- INSTRUCTION -
Transcribe the listing below word for word, reproducing every line in its original order.

● ● ● ●

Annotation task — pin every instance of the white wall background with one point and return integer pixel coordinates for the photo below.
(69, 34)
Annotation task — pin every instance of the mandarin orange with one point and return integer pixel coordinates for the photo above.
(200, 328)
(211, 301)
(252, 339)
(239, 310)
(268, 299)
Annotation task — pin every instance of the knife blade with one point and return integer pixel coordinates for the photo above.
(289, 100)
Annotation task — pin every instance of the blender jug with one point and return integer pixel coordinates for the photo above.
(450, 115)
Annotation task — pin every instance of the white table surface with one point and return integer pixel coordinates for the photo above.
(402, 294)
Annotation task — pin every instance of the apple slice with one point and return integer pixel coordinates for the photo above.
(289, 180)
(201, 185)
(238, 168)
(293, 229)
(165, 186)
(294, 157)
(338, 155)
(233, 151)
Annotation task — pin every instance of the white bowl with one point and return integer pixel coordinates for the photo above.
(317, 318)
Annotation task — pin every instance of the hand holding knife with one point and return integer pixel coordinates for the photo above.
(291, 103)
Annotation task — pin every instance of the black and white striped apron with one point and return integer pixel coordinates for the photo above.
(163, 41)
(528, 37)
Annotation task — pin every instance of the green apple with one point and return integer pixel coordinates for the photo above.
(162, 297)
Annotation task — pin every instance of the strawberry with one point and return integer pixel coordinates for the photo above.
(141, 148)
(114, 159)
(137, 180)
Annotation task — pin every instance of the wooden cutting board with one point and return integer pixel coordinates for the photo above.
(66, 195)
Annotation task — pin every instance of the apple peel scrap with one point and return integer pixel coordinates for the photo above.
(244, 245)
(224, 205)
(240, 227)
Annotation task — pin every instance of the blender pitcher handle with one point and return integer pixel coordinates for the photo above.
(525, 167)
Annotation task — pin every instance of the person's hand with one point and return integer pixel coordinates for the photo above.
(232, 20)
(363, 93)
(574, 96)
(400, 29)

● ● ● ●

- CORRECT RESULT -
Annotation task — pin every instance of the white wall background with one point and return integer pixel coordinates for the photo below.
(69, 34)
Annotation task — pin every instance of the mandarin orange with one point and return integer pixel coordinates for the photo above.
(200, 328)
(211, 301)
(252, 339)
(239, 310)
(268, 299)
Annotation task — pin every instance of the knife blade with one point and return integer pixel coordinates for the photo above.
(289, 100)
Annotation task — pin every instance of the blender jug with one point and return integer pixel coordinates for the photo above.
(450, 115)
Annotation task — pin every instance of the white table surface with one point and return integer pixel coordinates for the photo above.
(402, 294)
Annotation task — pin every instance of the apple slice with one point and return integer pixel coordinates for the photo above.
(289, 180)
(201, 185)
(238, 168)
(293, 229)
(165, 186)
(294, 157)
(338, 155)
(233, 151)
Annotation task — pin every instance of the white bowl with one point and return integer pixel coordinates for the photo above.
(317, 318)
Annotation task — pin every instance of the hand holding knife with one point and return integer pixel coordinates for the photo above.
(291, 103)
Annotation task — pin every instance of the black and white striped apron with one point and return integer pixel coordinates for the photo above.
(163, 41)
(528, 37)
Annotation task — pin every instance of the green apple with one point and return integer pixel coordinates for the photo above.
(162, 297)
Annotation task — pin every instance of the strawberry with one point and return integer pixel coordinates for the photo above.
(141, 148)
(114, 159)
(137, 180)
Annotation task — pin every instance of the wooden cutting board with one point and return integer pixel coordinates for the photo above.
(66, 195)
Annotation task — pin every instance of the apple peel scrap with one point and return integer pixel coordinates for the photo above.
(244, 245)
(224, 205)
(240, 227)
Annotation task — pin every instance of the blender pitcher handle with one point and return integer pixel coordinates for the photo above.
(525, 167)
Annotation task — pin every instance of the person's hand with one point and return integer pixel coordinates for the photo above.
(232, 20)
(363, 93)
(574, 96)
(400, 29)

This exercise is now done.